• Page:
§ §

First, let me present the top 20 entries in the original Wisden 100 table for bowling performances.

Top bowling performances (the 2001 list)
RtgPts	Test	Year	Bowler	Analysis	For	Vs	Ground
253.9	437	1957	HJ Tayfield	9 / 113	SAF	Eng	Johannesburg
248.6	1443	1999	A Kumble	10 / 74	IND	Pak	Delhi
241.7	428	1956	JC Laker	10 / 53	ENG	Aus	Old Trafford
238.8	179	1929	JC White	8 / 126	ENG	Aus	Adelaide
237.1	1029	1985	RJ Hadlee	9 / 52	NZL	Aus	Brisbane
234.4	1266	1994	DE Malcolm	9 / 57	ENG	Saf	The Oval
226.1	905	1981	RGD Willis	8 / 43	ENG	Aus	Headingley
225.1	234	1934	H Verity	8 / 43	ENG	Aus	Lord's
224.3	233	1934	WJ O'Reilly	7 / 54	AUS	Eng	Trent Bridge
224.1	543	1968	GD McKenzie	8 / 71	AUS	Win	Melbourne
223.7	1423	1998	M Muralitharan	9 / 65	SLK	Eng	The Oval
223.2	138	1921	AA Mailey	9 / 121	AUS	Eng	Melbourne
222.1	527	1962	LR Gibbs	8 / 38	WIN	Ind	Bridgetown
222.0	1539	2001	Harbhajan Singh	8 / 84	IND	Aus	Chennai
219.7	849	1979	Sarfraz Nawaz	9 / 86	PAK	Aus	Melbourne
218.1	699	1972	RAL Massie	8 / 53	AUS	Eng	Lord's
216.9	676	1971	JA Snow	7 / 40	ENG	Aus	Sydney
216.7	942	1982	Imran Khan	8 / 60	PAK	Ind	Karachi
215.1	1243	1994	PS de Villiers	6 / 43	SAF	Aus	Sydney
215.1	405	1955	IW Johnson	7 / 44	AUS	Win	Georgetown

Database enhancements
I'll say that if I had version 1.3 of the database in 2001, today I have version 9.7. My own knowledge and insight into the database has increased tremendously. Extremely valuable inputs from readers have gone into refining and fine-tuning the database. However, I am glad to say that many of the innings and bowling performances from the Wisden 100 tables are still at the top positions in the current lists.

§ §

• Provided data:
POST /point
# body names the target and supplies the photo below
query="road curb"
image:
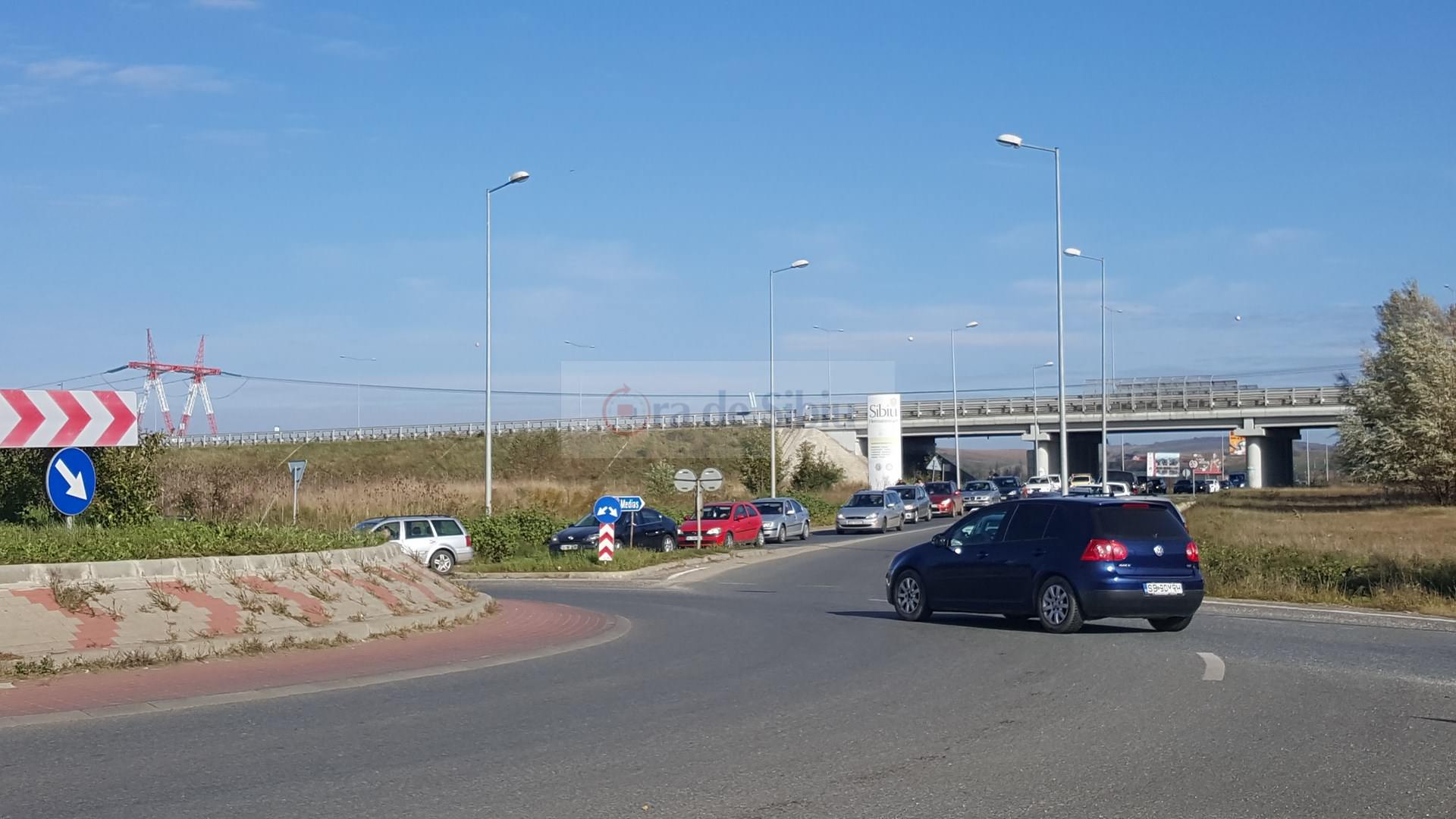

§ §

• Required tasks:
[A] In the cricket bowling table, which bowler recorded the analysis 10 / 53 against Australia at Old Trafford?
[B] List every bowler in the cricket bowling table whose "For" entry is AUS.
[C] Transcribe the section of the cricket bowling page that opens with the words containing "Database enhancements" and closes with "the current lists.".

• Task results:
[A] JC Laker

[B] WJ O'Reilly, GD McKenzie, AA Mailey, RAL Massie, IW Johnson

[C]
Database enhancements
I'll say that if I had version 1.3 of the database in 2001, today I have version 9.7. My own knowledge and insight into the database has increased tremendously. Extremely valuable inputs from readers have gone into refining and fine-tuning the database. However, I am glad to say that many of the innings and bowling performances from the Wisden 100 tables are still at the top positions in the current lists.